Task instructions: Every line of the data must appear again in the answer, exactly as written.

Point-per-instance localization data:

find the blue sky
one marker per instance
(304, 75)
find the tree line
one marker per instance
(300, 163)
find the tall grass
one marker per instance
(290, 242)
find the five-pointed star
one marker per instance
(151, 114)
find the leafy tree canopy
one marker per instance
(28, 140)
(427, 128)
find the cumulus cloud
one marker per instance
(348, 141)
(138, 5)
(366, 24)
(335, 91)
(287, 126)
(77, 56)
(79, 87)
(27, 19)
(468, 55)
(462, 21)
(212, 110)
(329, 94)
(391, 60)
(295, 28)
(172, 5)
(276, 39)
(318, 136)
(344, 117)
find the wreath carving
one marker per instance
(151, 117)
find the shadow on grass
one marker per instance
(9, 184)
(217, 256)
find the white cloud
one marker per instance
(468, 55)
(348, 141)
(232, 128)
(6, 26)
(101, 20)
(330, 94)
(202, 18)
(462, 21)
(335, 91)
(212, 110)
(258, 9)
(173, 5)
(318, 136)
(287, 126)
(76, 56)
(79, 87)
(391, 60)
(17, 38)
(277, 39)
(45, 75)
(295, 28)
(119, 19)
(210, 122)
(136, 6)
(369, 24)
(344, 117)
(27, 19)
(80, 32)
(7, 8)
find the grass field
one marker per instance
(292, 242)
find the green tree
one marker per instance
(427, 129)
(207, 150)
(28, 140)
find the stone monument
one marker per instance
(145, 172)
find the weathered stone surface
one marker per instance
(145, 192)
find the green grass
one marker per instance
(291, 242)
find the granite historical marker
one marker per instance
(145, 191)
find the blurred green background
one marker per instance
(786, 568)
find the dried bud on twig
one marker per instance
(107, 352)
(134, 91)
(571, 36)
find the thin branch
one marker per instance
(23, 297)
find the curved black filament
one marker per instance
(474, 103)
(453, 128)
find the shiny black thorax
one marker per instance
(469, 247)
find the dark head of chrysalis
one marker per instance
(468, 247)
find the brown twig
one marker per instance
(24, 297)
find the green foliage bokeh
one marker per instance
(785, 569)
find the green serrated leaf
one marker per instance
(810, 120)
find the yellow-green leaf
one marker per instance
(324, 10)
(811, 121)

Written answer:
find the blue sky
one marker per instance
(304, 75)
find the tree line
one marker per instance
(300, 163)
find the tall grass
one marker per instance
(290, 242)
find the five-pointed star
one marker per instance
(151, 114)
find the leafy tree canopy
one marker per instance
(28, 140)
(427, 128)
find the cumulus cloud
one marker per instance
(348, 141)
(138, 5)
(366, 24)
(335, 91)
(287, 126)
(77, 56)
(79, 87)
(27, 19)
(468, 55)
(462, 21)
(212, 110)
(329, 94)
(391, 60)
(295, 28)
(172, 5)
(276, 39)
(318, 136)
(344, 117)
find the wreath carving
one marker per instance
(151, 117)
find the shadow on grass
one marker per instance
(9, 184)
(217, 256)
find the white cloud
one marker per instance
(468, 55)
(348, 141)
(232, 128)
(6, 26)
(101, 20)
(330, 94)
(202, 18)
(462, 21)
(335, 91)
(212, 110)
(258, 9)
(173, 5)
(318, 136)
(287, 126)
(76, 56)
(79, 87)
(391, 60)
(17, 38)
(277, 39)
(45, 75)
(295, 28)
(119, 19)
(210, 122)
(136, 6)
(369, 24)
(344, 117)
(27, 19)
(80, 32)
(7, 8)
find the grass field
one marker per instance
(292, 242)
find the green tree
one marker per instance
(427, 129)
(207, 150)
(28, 140)
find the stone monument
one marker per instance
(145, 172)
find the weathered stone surface
one marker per instance
(145, 192)
find the green grass
one marker per instance
(291, 242)
find the granite historical marker
one marker per instance
(145, 191)
find the blurred green background
one marker per instance
(786, 568)
find the dried bud on twig
one marker per instance
(107, 352)
(134, 91)
(571, 36)
find the thin branch
one marker per instance
(23, 297)
find the curved black filament
one marker per instance
(474, 103)
(453, 128)
find the shiny black thorax
one marker per instance
(469, 247)
find the dark head of chrysalis
one marker per instance
(468, 247)
find the brown twig
one marker per instance
(24, 297)
find the green foliage bokeh
one marker per instance
(785, 569)
find the green serrated leaf
one marker per instance
(810, 120)
find the yellow-green leaf
one marker per instance
(324, 10)
(811, 121)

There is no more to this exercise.